Direction — List every line of the data below that contains the string "shoe", copying each line in full.

[Excerpts from a location annotation dataset]
========

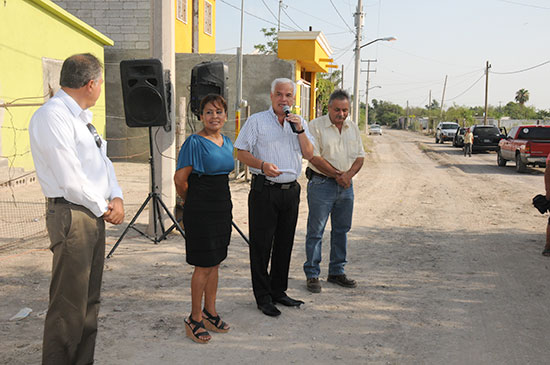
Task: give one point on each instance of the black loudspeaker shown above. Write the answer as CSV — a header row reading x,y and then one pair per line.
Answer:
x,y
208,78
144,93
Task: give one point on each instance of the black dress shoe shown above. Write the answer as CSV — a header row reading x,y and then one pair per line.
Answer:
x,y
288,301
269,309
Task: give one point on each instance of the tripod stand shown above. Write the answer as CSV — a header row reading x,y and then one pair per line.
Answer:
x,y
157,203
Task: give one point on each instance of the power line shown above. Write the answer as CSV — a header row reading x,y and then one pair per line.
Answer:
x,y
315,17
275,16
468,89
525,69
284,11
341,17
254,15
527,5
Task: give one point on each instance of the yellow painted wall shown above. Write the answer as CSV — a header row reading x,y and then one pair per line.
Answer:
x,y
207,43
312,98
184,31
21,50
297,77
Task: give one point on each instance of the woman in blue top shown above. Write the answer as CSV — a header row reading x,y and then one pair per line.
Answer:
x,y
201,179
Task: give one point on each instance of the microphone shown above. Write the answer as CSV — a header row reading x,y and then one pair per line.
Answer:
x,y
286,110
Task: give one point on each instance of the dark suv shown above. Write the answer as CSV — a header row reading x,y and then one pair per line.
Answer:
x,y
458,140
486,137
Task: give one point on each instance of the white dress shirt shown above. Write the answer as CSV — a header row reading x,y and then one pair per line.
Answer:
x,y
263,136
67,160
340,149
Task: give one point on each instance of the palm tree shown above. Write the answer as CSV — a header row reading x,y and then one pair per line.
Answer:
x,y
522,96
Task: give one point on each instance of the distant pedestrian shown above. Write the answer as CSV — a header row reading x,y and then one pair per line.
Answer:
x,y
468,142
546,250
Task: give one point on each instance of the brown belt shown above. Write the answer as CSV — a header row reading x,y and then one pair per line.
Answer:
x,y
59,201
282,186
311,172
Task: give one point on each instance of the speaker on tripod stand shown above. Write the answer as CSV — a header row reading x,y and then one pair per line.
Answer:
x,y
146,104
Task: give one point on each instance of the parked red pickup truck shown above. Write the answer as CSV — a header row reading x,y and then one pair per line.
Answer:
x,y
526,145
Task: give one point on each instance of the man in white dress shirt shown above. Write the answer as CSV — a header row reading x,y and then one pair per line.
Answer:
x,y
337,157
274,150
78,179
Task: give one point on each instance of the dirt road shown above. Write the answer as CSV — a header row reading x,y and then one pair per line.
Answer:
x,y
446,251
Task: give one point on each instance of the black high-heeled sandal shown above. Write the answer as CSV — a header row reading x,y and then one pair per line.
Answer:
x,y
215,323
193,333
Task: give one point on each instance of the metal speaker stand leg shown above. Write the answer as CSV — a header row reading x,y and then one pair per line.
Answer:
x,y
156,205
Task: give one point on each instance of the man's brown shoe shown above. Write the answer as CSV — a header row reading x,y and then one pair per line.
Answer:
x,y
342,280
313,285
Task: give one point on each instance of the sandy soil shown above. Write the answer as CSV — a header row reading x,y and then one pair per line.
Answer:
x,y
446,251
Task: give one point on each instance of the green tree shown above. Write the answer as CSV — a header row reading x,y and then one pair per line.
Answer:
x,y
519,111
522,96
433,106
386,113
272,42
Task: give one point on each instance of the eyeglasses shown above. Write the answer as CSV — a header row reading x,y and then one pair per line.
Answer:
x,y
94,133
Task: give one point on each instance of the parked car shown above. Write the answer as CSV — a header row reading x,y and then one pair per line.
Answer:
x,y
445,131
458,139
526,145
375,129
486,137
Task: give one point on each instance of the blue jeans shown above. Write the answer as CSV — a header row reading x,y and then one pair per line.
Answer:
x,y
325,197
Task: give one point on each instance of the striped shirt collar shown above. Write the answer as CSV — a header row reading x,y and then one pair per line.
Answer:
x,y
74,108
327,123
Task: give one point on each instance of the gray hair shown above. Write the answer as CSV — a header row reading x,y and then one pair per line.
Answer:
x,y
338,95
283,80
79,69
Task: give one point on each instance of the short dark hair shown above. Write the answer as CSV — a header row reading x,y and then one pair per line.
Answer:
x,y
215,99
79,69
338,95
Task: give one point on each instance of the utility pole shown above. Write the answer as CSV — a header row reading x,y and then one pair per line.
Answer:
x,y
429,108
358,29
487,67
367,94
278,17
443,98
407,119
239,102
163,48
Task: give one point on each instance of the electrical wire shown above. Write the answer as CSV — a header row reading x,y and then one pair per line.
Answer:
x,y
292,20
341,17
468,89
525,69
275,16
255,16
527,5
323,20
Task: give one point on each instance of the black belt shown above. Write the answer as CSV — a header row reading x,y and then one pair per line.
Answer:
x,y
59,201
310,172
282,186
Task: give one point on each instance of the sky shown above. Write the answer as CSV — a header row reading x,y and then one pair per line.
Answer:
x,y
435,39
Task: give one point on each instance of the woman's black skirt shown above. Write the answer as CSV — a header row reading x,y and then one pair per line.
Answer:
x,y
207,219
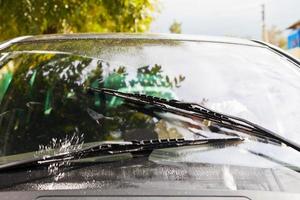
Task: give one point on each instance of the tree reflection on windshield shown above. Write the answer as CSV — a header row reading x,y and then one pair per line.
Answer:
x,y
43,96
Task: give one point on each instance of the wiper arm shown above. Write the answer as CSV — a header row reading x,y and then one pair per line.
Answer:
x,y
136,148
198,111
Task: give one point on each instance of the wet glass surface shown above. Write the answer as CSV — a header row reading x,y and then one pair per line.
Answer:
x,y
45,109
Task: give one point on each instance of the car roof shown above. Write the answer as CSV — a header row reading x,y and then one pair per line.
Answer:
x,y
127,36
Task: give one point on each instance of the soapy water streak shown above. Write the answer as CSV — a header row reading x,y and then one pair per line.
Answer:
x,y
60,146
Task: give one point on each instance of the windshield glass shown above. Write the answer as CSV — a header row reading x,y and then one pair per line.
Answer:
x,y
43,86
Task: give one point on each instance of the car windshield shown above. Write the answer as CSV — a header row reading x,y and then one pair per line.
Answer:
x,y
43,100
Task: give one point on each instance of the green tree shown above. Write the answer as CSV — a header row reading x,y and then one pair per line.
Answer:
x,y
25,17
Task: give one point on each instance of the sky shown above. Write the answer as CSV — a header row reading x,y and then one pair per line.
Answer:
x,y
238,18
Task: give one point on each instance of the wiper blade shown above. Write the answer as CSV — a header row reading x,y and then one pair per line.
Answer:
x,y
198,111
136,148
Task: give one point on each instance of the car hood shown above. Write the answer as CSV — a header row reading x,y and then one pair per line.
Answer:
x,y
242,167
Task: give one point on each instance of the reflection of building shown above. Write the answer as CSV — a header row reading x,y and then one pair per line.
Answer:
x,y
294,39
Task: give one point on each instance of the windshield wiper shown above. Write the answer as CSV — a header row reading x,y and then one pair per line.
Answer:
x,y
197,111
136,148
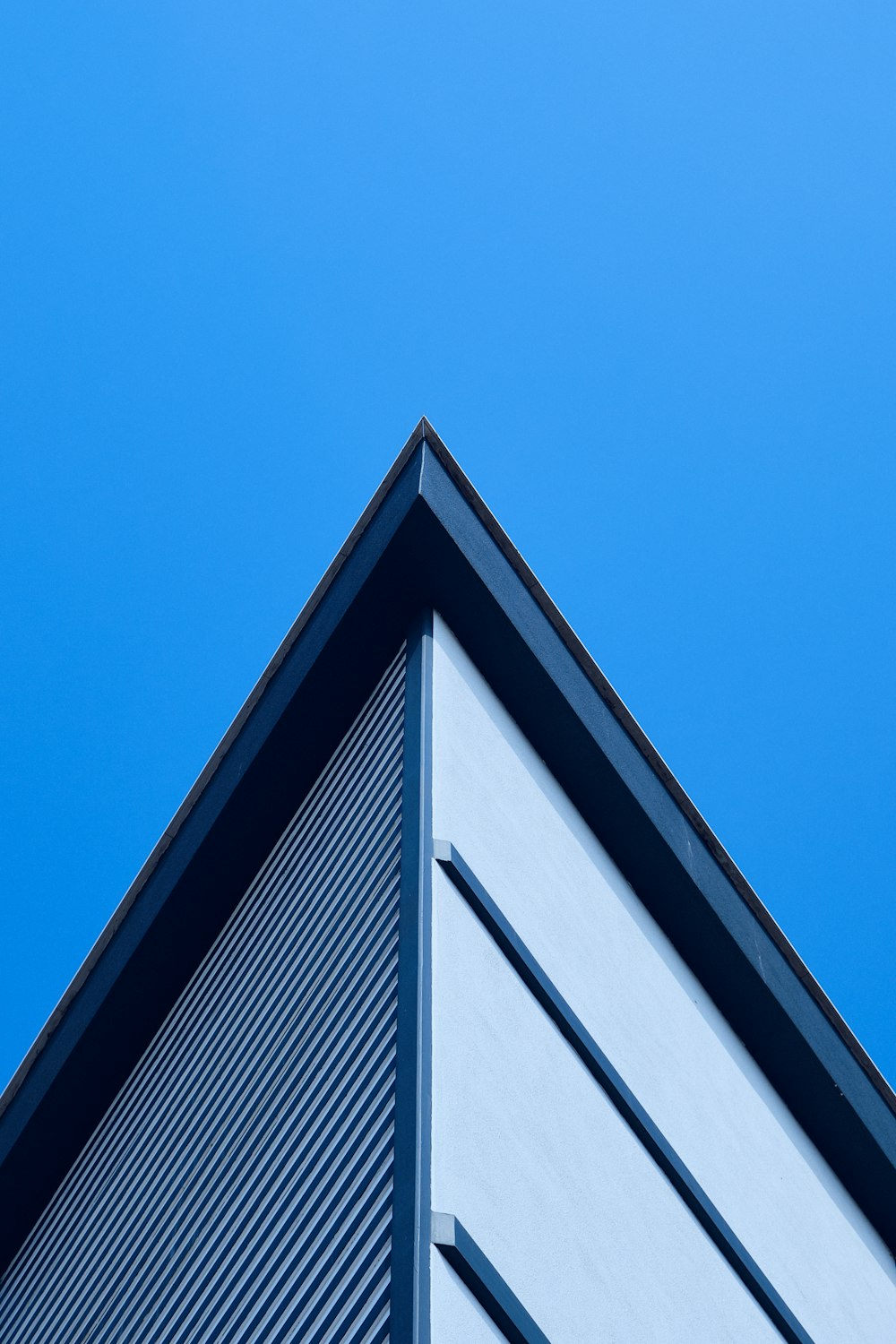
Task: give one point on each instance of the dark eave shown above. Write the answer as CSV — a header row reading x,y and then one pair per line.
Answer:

========

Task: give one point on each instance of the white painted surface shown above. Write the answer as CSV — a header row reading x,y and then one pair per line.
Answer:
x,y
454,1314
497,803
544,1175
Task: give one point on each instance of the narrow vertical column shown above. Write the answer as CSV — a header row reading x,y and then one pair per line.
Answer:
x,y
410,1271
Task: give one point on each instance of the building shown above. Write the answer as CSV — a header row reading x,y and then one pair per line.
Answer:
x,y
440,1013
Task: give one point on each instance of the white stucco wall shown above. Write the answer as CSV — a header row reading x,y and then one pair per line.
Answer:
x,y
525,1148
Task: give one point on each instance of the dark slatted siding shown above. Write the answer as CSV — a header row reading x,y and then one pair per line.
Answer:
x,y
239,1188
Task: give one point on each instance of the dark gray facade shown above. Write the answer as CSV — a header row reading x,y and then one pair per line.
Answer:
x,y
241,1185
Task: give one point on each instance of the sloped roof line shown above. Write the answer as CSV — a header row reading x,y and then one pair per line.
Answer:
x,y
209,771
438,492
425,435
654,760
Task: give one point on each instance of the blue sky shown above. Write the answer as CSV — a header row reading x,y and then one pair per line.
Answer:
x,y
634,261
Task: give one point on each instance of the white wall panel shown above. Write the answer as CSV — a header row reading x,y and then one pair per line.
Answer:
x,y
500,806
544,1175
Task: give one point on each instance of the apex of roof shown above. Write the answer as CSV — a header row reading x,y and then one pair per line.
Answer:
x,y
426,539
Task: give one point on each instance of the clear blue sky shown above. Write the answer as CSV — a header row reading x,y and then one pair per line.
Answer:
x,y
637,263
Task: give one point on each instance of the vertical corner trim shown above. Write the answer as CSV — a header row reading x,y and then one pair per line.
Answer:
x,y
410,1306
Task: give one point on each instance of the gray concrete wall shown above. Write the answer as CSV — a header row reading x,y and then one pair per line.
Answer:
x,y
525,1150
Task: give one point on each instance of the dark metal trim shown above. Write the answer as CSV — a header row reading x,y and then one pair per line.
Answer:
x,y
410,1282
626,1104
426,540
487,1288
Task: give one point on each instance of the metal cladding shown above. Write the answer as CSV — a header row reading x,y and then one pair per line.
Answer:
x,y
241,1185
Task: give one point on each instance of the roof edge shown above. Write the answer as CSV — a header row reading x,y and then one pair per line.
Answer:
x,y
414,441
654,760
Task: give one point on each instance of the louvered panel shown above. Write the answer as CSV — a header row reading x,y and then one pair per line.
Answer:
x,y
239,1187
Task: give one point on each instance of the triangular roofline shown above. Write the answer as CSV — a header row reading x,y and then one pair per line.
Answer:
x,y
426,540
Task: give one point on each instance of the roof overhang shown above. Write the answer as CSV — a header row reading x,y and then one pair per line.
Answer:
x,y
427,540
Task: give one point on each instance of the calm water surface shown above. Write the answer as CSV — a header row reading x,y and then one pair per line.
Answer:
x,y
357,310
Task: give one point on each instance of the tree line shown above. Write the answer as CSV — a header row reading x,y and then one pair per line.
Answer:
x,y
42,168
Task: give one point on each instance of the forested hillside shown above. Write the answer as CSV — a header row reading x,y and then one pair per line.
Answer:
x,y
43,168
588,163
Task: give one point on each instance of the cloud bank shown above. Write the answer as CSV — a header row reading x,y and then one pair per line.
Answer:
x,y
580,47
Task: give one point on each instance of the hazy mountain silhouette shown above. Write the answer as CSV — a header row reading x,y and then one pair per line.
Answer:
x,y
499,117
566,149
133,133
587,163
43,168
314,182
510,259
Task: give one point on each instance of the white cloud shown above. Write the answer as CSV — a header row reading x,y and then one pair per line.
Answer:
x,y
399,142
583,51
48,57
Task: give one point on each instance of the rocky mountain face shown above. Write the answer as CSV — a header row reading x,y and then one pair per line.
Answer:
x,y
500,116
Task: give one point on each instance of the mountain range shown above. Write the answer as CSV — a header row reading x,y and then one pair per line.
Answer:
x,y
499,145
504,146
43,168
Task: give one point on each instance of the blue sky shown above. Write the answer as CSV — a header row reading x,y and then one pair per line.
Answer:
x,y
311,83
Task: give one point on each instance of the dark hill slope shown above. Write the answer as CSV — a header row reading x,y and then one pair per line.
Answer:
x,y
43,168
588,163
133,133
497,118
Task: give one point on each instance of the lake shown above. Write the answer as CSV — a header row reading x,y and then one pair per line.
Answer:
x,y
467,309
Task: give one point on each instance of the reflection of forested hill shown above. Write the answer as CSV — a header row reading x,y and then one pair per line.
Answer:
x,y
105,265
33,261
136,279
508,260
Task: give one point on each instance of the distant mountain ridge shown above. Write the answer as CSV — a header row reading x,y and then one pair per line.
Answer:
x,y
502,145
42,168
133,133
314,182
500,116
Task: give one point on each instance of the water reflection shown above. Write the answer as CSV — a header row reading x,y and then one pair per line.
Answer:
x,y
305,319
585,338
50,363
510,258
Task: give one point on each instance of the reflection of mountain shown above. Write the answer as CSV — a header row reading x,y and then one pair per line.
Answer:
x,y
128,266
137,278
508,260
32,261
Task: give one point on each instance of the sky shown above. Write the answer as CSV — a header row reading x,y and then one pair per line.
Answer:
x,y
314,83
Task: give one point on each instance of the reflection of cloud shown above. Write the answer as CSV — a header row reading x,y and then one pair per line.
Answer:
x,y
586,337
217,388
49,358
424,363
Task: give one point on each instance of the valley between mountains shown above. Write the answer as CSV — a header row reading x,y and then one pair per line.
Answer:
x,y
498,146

========

Solution to this task —
Task: give one point on each instance of the black dress shoe shown above. Write the answer as CSV — a header row reading x,y and then one pair per line.
Task: give one point on each instance of the man's brown shoe shown above. Write the answer as CSV — a header row reading x,y and then one pair per line.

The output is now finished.